▸ **Try it**
Write out again, please, the records below from the first line to the line holding "Note: pick out every instance of the car window", inclusive, and nothing else.

Stored entries:

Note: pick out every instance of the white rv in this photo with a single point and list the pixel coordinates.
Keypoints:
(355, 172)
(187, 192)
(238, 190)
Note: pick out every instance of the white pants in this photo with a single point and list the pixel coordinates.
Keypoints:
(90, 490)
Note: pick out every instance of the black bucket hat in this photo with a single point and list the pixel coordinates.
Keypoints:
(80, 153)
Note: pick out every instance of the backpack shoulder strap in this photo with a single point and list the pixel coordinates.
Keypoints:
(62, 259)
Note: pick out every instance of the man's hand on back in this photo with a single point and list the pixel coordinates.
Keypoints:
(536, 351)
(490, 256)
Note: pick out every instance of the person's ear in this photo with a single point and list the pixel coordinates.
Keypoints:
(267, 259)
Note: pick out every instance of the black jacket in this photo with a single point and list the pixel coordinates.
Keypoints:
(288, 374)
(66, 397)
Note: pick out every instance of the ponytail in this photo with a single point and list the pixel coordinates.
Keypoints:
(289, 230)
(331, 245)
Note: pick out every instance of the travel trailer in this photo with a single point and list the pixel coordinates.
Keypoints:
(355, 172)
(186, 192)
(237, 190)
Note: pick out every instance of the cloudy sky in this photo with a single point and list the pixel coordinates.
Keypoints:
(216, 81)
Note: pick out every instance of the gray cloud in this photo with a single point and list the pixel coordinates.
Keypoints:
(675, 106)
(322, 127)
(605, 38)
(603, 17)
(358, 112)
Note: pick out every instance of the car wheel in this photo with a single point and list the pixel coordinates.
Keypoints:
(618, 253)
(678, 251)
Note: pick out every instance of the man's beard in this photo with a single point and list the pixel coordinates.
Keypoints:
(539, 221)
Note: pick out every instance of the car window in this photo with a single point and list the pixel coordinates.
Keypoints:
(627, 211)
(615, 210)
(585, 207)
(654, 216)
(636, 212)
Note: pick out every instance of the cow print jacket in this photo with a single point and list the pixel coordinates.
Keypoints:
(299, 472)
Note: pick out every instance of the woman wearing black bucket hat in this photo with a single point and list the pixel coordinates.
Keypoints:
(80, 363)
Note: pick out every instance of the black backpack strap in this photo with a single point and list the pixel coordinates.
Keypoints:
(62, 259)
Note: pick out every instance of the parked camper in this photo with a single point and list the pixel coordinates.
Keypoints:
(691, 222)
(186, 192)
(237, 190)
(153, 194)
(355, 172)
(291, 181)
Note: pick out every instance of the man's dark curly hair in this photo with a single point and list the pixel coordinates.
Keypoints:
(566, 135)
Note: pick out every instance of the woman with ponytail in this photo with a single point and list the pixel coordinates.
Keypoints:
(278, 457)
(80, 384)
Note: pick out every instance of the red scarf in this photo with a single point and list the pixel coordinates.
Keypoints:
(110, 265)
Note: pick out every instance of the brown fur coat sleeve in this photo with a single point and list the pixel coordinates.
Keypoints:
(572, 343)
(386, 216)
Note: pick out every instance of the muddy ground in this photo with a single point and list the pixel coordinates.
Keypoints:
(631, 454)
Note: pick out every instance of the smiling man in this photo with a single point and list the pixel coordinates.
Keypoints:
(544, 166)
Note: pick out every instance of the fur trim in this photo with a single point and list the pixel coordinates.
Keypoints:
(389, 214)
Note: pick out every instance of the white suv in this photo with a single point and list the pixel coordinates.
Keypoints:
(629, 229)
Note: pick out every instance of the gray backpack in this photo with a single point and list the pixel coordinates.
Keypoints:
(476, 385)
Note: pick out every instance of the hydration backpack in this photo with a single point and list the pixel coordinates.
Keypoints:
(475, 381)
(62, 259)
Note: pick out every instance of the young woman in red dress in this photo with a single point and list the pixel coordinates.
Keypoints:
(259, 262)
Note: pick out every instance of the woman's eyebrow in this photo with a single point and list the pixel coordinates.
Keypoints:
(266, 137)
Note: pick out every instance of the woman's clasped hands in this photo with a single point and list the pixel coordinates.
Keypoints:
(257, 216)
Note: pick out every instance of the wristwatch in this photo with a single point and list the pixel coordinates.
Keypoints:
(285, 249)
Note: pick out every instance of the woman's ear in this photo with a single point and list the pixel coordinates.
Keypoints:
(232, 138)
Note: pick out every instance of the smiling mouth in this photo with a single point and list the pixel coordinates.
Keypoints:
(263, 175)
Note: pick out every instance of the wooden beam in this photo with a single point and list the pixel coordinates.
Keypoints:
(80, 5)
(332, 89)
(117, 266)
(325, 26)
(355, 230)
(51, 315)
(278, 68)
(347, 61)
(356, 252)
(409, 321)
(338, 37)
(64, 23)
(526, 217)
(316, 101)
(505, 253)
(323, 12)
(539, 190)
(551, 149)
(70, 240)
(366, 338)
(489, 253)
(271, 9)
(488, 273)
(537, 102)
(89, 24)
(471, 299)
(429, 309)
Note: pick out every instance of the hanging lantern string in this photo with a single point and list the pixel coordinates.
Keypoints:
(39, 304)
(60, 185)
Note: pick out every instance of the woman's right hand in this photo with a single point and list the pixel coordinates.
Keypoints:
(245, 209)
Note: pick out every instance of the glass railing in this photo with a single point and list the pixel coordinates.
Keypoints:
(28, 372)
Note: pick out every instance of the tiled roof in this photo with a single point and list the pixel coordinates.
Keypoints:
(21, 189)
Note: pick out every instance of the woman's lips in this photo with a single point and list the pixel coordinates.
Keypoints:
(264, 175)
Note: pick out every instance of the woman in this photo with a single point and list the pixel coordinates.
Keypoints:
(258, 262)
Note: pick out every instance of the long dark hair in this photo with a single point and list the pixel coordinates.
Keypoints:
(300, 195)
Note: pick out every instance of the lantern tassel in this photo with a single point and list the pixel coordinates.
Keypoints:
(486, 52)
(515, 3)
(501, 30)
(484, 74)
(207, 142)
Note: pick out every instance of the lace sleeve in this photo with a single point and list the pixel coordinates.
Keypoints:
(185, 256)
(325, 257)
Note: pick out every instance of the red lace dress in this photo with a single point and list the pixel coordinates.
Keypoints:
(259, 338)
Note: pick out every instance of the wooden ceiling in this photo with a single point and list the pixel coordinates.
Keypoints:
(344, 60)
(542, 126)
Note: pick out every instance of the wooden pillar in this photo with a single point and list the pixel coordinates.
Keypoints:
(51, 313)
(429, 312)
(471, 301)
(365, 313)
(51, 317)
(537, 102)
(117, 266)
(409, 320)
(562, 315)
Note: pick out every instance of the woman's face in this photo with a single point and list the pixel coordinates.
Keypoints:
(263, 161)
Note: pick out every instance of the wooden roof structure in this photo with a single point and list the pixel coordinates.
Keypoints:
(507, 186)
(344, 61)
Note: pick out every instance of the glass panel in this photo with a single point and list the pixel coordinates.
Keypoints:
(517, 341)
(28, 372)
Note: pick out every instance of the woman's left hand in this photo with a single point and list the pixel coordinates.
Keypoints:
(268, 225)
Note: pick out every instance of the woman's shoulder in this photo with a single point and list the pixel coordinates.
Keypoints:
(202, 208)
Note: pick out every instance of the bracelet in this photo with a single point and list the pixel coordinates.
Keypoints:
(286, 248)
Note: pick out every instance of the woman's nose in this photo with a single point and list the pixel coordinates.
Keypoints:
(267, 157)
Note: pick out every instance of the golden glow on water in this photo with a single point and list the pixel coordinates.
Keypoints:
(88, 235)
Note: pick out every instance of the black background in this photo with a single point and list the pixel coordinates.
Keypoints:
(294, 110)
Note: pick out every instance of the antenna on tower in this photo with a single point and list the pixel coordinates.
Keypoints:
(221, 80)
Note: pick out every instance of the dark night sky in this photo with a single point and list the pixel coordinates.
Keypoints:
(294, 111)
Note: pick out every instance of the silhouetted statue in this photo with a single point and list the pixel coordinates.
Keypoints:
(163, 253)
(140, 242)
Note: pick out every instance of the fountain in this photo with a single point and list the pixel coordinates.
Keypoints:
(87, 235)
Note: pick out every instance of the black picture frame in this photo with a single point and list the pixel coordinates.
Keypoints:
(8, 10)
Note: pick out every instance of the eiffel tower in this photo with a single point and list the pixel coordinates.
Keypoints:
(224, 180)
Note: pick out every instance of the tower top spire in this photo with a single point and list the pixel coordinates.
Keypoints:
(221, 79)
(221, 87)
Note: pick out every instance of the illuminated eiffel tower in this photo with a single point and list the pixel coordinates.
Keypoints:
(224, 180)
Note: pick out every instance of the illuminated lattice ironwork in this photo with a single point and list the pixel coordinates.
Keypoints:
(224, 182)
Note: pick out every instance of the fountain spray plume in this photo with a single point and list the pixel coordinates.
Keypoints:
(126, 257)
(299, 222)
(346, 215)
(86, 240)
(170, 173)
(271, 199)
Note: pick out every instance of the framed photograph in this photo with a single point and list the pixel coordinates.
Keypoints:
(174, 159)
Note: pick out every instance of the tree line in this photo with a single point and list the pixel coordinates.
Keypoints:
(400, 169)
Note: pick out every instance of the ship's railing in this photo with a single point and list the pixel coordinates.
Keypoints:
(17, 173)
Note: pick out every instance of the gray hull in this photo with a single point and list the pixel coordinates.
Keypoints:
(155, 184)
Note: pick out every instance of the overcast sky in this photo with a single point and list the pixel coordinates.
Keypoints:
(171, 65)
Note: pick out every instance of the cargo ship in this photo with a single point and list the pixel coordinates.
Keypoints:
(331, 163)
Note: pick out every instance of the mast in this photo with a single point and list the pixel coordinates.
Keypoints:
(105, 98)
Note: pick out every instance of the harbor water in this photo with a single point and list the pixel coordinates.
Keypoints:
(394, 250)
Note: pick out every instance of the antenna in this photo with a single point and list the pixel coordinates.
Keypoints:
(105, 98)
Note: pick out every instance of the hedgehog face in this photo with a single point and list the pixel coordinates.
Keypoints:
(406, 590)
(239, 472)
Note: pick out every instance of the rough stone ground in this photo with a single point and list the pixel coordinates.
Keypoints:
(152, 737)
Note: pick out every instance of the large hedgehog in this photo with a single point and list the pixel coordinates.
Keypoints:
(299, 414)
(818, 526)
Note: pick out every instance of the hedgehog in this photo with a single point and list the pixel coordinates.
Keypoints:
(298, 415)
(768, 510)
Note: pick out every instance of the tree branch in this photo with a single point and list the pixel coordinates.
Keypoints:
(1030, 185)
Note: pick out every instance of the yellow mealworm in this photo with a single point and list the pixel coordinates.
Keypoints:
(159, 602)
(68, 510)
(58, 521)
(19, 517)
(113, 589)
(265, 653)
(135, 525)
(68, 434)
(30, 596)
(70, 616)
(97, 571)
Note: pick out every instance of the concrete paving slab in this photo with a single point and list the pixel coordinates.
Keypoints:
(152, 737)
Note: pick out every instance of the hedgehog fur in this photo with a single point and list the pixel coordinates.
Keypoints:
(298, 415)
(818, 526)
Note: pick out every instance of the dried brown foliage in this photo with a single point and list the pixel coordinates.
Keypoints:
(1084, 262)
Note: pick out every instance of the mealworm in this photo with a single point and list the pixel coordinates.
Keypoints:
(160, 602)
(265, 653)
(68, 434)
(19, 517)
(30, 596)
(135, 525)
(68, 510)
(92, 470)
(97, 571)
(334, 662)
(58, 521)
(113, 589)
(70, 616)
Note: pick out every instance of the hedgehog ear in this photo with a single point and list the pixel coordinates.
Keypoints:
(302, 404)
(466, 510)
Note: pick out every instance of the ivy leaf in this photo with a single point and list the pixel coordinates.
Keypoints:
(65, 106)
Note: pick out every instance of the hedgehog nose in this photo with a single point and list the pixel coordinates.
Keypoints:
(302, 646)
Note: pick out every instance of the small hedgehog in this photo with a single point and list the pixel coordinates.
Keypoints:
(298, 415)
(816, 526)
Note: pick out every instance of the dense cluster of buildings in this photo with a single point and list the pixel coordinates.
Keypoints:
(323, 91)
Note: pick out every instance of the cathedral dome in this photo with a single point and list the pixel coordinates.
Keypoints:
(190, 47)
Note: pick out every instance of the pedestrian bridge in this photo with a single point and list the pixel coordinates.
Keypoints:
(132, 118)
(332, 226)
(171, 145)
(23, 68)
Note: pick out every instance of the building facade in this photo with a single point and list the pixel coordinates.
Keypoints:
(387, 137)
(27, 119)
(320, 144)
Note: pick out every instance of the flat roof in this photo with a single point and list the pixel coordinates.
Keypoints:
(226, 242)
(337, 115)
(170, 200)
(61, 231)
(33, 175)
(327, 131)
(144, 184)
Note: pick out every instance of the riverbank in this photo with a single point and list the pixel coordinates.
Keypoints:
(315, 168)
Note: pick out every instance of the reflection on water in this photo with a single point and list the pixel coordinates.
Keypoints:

▸ **Task response**
Note: pick out every instance of the white rv in this photo with a single point and list the pixel coordinates.
Keypoints:
(355, 172)
(187, 192)
(238, 190)
Note: pick out every instance of the white pants in this photo with a single point and list the pixel coordinates.
Keypoints:
(90, 490)
Note: pick out every instance of the black bucket hat in this photo with a single point and list the pixel coordinates.
Keypoints:
(80, 153)
Note: pick out every instance of the backpack shoulder strap in this photo with a single point and list the pixel coordinates.
Keypoints:
(62, 259)
Note: pick out every instance of the man's hand on back in this photo with a single point and list the pixel coordinates.
Keypoints:
(536, 351)
(490, 256)
Note: pick out every instance of the person's ear in this photo with a single point and list the pixel coordinates.
Keypoints:
(267, 259)
Note: pick out every instance of the black jacket in this photo with a single point and list the pixel coordinates.
Keypoints:
(288, 374)
(66, 397)
Note: pick out every instance of the ponytail in this photo with a single point and list the pixel coordinates.
Keypoints:
(289, 230)
(331, 245)
Note: pick out every instance of the travel trailer in this photo with a single point and list the pixel coordinates.
Keypoints:
(355, 172)
(186, 192)
(237, 190)
Note: pick out every instance of the cloudy sky in this photo with a single point and list the pixel coordinates.
Keypoints:
(216, 81)
Note: pick out every instance of the gray cloud in this photo with a single point and list the pixel coordinates.
Keypoints:
(675, 106)
(322, 127)
(605, 38)
(603, 17)
(358, 112)
Note: pick out every instance of the car wheel in this photo with a single point and list the pixel coordinates.
Keypoints:
(618, 253)
(678, 251)
Note: pick out every instance of the man's beard in this photo with a single point and list the pixel coordinates.
Keypoints:
(539, 221)
Note: pick out every instance of the car window in this photo with a single point and list the pixel coordinates.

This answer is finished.